EXERCICES PROPOSÉS:
(a) Réécrivez le passage du texte sur le convoi de la Croix-Rouge : commencez aux mots « Une jeep blanche » et arrêtez-vous après « apportent au Darfour. », en remplaçant « tentes » par « bâches ».
(b) Relevez toutes les lignes de la liste qui contiennent le mot « hind ».

TEXTE SOURCE:
==*==
Une jeep blanche et un camion blanc descendaient des collines :
le convoi d’assistance de la Croix-Rouge internationale
approchait. Un air de Darfour avec des plaques d’immatriculation
genevoises. Il s’agit d’apporter des tentes, des couvertures,
des conserves alimentaires et des ustensiles ménagers. Exactement
comme ce que des convois semblables apportent au Darfour.
« Au
Darfour, c’est mieux. Le monde entier s’intéresse au Darfour
alors que personne ne se soucie de nous », soupire le vieux
berger, Abed El-Rahim Bisharat (Abou Saqer). C’est la deuxième
fois que la Croix-Rouge vient chez lui ces derniers temps. La
deuxième fois que l’Administration civile, gardienne de la Loi,
intervient ici, fait irruption dans ces pauvres campements de
bergers et les détruit, les réduit en poussière, au milieu de
nulle part.
Qui
a dit qu’Israël n’évacuait pas d’avant-postes illégaux ?
Qui a dit que la loi n’était pas appliquée en Cisjordanie ?
==*==
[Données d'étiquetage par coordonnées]
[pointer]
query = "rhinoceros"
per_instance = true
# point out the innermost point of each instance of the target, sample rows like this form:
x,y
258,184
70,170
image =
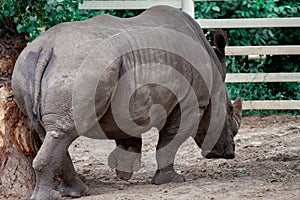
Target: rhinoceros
x,y
113,78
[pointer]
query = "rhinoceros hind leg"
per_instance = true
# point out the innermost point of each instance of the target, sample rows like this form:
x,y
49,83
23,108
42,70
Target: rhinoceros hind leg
x,y
126,157
71,184
168,144
49,160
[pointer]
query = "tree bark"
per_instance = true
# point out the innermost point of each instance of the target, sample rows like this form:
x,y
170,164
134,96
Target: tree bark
x,y
18,142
==*==
CORRIGÉ DES EXERCICES:
(a)
Une jeep blanche et un camion blanc descendaient des collines :
le convoi d’assistance de la Croix-Rouge internationale
approchait. Un air de Darfour avec des plaques d’immatriculation
genevoises. Il s’agit d’apporter des bâches, des couvertures,
des conserves alimentaires et des ustensiles ménagers. Exactement
comme ce que des convois semblables apportent au Darfour.

(b)
query = "rhinoceros hind leg"
Target: rhinoceros hind leg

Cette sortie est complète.